▸ **原文摘录**
========

FileSystem 这个类是最常用的类,因为只要是我们想连接 HDFS 进行一些操作,程序的入口必定是它。接下来主要分析一下,本地代码是如何通过 FileSystem 连接上 hadoop 并且读取数据的
本地代码示例
由于要连接的集群是一个配置 HA 的 hadoop 集群,所有需要把 core-site.xml 和 hdfs-site.xml 文件放到resources 目录中
public static void main(String[] args) throws IOException {
// 构建配置, 默认加载core-site.xml hdfs-site.xml
Configuration conf = new Configuration();
// 构建FileSystem——核心
FileSystem fs = FileSystem.get(conf);
//读取根目录上有哪些文件.
FileStatus[] list = fs.listStatus(new Path("/"));
for (FileStatus file:list ) {
System.out.println(file.getPath().getName());
}
}
<dependency>
<groupId>org.apache.hadoop</groupId>
<artifactId>hadoop-client</artifactId>
<version>3.2.1</version>
</dependency>
解析
FileSystem.get(conf)

========

[已保存的数据条目]
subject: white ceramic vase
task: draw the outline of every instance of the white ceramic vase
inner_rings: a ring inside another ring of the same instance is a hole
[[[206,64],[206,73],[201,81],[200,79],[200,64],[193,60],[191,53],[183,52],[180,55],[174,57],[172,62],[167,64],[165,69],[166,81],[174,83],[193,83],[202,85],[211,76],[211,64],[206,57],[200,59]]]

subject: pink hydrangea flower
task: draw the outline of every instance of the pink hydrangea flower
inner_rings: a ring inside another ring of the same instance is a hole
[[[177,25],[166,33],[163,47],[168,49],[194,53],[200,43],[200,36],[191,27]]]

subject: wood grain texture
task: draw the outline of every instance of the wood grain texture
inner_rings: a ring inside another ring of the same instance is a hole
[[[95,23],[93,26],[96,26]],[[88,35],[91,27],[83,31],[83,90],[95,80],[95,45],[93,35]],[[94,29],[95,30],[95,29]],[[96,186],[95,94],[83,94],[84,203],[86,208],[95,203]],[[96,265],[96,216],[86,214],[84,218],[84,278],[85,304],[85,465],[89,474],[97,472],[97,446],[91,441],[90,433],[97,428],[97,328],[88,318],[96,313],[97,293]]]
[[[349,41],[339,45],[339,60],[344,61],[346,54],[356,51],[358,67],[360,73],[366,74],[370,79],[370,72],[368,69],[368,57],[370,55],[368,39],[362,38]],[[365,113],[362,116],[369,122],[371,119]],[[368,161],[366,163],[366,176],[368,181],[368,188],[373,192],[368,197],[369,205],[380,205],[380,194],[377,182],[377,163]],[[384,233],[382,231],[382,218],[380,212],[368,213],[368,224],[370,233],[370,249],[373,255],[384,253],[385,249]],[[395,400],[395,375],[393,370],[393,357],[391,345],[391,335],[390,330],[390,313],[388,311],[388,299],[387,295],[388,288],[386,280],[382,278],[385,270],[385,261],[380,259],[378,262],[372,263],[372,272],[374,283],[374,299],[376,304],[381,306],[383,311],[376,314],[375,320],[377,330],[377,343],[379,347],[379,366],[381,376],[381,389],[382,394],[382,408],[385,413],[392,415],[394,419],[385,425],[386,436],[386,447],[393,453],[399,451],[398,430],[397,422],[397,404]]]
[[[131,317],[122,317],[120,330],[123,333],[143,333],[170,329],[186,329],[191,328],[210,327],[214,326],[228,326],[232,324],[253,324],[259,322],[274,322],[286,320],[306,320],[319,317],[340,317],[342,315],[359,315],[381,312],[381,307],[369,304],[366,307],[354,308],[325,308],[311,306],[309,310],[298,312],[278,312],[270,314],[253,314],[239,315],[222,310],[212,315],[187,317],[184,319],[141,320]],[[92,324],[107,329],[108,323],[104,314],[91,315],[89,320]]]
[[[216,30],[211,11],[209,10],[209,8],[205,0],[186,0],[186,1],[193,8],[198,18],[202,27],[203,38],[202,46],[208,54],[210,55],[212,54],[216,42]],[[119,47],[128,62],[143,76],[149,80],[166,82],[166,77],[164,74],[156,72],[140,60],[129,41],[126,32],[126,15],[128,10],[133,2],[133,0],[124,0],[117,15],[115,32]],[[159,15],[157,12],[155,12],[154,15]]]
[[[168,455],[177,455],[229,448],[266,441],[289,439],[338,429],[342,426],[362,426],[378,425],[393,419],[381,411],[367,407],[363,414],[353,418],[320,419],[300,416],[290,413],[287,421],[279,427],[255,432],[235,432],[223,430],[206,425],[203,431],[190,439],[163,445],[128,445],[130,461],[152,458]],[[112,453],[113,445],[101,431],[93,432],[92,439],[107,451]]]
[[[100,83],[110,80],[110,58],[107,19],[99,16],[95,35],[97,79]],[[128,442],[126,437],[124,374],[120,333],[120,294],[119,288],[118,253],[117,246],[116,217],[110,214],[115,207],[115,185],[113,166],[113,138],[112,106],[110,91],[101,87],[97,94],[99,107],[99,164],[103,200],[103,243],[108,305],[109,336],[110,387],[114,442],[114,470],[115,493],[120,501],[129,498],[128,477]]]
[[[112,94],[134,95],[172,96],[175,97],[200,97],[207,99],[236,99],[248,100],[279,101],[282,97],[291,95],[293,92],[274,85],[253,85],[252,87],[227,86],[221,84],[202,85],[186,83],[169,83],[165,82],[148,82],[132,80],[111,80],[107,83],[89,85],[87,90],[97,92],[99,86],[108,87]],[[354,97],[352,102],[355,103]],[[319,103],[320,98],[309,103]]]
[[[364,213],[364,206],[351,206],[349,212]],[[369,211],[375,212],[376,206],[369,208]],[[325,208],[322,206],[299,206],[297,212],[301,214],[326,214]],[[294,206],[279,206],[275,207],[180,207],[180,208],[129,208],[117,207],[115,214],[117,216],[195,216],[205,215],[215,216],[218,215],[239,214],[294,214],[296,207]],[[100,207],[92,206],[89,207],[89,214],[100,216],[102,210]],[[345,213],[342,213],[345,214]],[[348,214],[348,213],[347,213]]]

========

▸ **任务要求**
[a] 把原文中以"FileSystem 这个类是最常用的类"开头的段落改写成要点列表,保留其主要信息。
[b] 返回记录中所有包含字符串"task"的行。

▸ **参考答案**
[a]
- FileSystem 是最常用的类。
- 只要想连接 HDFS 进行操作,程序的入口必定是它。
- 下文主要分析本地代码如何通过 FileSystem 连接 hadoop 并读取数据。

[b]
task: draw the outline of every instance of the white ceramic vase
task: draw the outline of every instance of the pink hydrangea flower
task: draw the outline of every instance of the wood grain texture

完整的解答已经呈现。